**Instruction**
Rewrite the lines from the start of the records through the line containing "[0, 213, 44, 253]", putting "detection model" wherever "vision model" appears and leaving everything else unchanged.

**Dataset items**
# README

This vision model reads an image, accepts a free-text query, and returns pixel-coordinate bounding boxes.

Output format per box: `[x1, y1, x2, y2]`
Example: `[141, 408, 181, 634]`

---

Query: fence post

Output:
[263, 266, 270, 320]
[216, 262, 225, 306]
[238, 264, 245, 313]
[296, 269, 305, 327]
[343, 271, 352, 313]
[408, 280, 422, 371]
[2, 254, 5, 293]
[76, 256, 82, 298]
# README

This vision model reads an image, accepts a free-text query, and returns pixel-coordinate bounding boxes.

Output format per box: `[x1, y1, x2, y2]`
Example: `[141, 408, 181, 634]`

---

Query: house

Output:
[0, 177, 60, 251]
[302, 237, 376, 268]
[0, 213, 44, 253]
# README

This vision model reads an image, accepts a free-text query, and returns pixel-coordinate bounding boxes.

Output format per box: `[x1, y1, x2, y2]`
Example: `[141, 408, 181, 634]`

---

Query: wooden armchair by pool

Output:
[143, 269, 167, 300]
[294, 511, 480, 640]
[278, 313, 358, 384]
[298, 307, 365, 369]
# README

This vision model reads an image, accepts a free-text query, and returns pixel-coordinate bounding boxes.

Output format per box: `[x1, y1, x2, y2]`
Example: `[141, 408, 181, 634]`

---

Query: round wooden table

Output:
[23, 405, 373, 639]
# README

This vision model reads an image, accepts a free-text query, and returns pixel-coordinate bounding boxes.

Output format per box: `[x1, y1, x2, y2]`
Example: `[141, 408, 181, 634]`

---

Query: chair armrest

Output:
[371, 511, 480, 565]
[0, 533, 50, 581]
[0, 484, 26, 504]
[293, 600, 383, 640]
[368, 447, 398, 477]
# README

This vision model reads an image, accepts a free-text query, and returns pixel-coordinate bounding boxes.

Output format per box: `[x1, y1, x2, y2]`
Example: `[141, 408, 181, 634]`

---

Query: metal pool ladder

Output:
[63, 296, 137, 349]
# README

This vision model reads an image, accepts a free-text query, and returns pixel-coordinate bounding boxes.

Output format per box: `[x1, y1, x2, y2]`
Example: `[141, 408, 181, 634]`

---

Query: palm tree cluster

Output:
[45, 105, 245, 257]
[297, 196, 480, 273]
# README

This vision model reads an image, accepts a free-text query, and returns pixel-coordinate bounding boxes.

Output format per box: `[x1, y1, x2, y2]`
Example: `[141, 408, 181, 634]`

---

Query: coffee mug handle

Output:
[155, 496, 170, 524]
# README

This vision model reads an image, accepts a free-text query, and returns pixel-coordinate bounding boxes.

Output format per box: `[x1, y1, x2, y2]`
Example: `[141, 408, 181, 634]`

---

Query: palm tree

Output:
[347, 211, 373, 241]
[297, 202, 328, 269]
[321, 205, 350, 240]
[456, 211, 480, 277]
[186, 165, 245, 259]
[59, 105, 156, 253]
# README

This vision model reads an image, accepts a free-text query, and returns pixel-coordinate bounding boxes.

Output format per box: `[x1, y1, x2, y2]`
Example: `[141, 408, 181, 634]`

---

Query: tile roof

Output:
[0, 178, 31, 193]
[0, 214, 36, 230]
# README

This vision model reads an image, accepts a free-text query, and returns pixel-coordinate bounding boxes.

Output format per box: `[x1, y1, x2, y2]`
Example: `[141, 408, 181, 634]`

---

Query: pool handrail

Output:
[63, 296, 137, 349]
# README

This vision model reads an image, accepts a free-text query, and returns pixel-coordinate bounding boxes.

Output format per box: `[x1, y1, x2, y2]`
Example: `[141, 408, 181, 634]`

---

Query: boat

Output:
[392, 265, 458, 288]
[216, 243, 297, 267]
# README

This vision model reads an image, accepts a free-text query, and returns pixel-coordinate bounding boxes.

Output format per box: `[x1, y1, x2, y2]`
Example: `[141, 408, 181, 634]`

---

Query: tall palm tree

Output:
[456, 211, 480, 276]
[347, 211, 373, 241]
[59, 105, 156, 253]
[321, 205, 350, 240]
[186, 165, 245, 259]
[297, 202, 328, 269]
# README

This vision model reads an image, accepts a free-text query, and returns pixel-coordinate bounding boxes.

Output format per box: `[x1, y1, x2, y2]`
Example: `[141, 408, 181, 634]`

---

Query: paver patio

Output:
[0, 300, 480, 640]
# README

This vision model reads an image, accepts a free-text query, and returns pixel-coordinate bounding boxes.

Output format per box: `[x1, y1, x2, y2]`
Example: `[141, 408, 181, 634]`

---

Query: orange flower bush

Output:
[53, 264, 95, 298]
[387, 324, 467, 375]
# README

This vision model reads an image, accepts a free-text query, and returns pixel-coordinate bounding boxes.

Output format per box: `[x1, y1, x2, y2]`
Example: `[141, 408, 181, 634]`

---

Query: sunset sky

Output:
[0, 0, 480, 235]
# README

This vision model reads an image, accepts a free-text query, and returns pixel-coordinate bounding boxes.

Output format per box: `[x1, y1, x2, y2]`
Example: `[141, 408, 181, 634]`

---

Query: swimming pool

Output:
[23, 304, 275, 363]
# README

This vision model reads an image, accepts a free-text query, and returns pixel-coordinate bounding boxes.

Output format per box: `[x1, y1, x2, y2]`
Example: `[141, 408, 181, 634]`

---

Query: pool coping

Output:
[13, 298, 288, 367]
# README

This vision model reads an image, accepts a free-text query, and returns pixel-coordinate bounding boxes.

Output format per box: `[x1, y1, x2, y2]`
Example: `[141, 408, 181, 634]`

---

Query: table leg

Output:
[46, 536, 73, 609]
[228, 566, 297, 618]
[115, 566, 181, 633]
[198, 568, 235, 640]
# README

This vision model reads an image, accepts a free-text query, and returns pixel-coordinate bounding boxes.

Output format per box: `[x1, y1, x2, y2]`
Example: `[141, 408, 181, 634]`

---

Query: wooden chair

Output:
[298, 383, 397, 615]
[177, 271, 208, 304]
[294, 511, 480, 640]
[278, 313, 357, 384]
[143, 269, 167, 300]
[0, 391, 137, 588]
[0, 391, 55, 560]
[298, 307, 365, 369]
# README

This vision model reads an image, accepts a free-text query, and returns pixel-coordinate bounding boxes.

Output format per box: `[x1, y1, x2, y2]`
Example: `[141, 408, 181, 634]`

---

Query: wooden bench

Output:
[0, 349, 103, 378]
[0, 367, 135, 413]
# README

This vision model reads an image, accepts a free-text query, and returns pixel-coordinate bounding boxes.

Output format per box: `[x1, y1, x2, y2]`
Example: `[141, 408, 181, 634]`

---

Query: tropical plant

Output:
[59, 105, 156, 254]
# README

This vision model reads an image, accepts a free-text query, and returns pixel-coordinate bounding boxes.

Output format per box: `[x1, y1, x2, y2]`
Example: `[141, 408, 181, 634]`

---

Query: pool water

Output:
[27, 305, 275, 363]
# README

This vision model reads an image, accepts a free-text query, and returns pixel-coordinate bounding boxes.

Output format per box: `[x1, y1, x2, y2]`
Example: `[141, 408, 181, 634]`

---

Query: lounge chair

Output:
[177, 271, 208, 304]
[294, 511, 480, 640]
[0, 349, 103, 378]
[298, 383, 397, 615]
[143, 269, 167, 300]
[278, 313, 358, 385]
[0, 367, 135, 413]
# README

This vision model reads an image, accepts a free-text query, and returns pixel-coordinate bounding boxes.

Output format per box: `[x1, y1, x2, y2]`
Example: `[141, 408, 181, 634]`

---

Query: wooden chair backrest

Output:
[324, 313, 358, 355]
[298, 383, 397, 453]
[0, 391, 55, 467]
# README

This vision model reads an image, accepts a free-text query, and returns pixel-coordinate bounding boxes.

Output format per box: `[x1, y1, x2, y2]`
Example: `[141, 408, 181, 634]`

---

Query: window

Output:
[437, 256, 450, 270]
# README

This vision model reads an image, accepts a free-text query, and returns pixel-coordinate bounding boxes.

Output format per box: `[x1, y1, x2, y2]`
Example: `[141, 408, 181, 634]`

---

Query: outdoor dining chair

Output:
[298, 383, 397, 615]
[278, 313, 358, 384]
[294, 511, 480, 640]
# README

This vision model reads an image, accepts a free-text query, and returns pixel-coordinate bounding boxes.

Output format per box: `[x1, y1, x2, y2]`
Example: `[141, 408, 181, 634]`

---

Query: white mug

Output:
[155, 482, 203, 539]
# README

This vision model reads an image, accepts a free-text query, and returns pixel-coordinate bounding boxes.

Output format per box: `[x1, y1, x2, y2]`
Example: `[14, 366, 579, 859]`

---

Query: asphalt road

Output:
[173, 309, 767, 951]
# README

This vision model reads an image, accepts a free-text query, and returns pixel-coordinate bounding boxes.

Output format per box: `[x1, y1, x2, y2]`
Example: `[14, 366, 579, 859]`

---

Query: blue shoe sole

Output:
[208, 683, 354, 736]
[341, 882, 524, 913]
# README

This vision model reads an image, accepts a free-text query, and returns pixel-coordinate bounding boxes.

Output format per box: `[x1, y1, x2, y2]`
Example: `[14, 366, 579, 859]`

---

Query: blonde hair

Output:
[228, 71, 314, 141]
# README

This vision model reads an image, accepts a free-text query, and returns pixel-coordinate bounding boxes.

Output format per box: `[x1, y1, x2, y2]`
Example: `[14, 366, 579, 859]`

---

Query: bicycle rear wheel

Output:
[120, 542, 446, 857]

**Result for this exercise**
# README

This detection model reads an image, accepts a free-text query, and returns pixel-coordinate bounding boxes.

Output format per box: `[x1, y1, x2, y2]`
Example: `[141, 408, 181, 634]`

---

Query: fence post

Output:
[263, 266, 270, 320]
[216, 262, 225, 306]
[238, 264, 245, 313]
[296, 269, 305, 327]
[343, 271, 352, 313]
[408, 280, 422, 371]
[2, 254, 5, 293]
[76, 256, 82, 298]
# README

This detection model reads an image, accepts a free-text query, and returns pixel-coordinate bounding boxes.

Output format per box: `[x1, y1, x2, y2]`
Example: `[141, 408, 181, 634]`

---

Query: house

Output:
[0, 177, 60, 251]
[302, 237, 376, 268]
[0, 213, 44, 253]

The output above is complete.